--- EXERCISE PROMPT ---
Give each record below again, without a single difference.

--- RECORDS FOR THIS EXERCISE ---
────────────────
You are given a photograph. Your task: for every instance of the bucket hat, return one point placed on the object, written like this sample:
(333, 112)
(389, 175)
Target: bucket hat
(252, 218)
────────────────
--- ANSWER SPACE ---
You are given a photograph. Your task: for every instance of the bucket hat, return one point placed on the object, written like this sample:
(333, 112)
(389, 175)
Target: bucket hat
(252, 218)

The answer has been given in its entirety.